BEGIN Material for this task

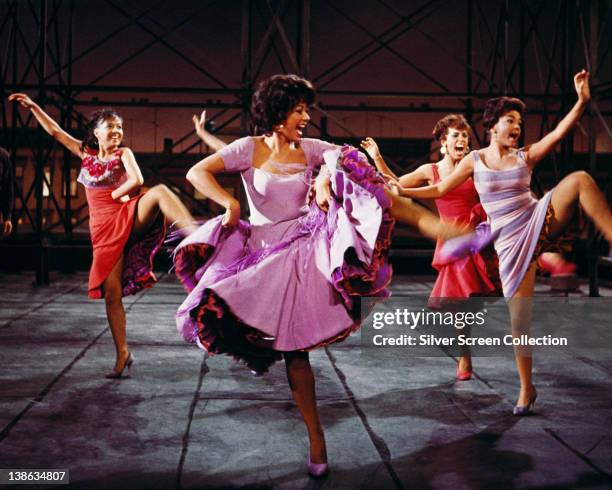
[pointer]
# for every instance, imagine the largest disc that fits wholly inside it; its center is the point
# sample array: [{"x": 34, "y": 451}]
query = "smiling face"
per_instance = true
[
  {"x": 295, "y": 123},
  {"x": 456, "y": 142},
  {"x": 109, "y": 132},
  {"x": 507, "y": 129}
]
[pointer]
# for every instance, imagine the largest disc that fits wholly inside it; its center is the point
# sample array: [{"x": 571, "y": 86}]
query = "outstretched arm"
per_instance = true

END Material for this task

**Assigned task:** Please repeat the data above exactly as it appears, pictures excluded.

**Response to this task:**
[pointer]
# for every instance, imagine the largest disc that fits wholly inside it; its center is the point
# sample array: [{"x": 34, "y": 451}]
query = "smiling face"
per_instance = true
[
  {"x": 295, "y": 123},
  {"x": 456, "y": 142},
  {"x": 109, "y": 132},
  {"x": 507, "y": 129}
]
[pointer]
# for every instance, imagine the largest disc that fits wholly inside it; its center is the point
# sample array: [{"x": 571, "y": 86}]
query = "outstretched arm"
per_instance = true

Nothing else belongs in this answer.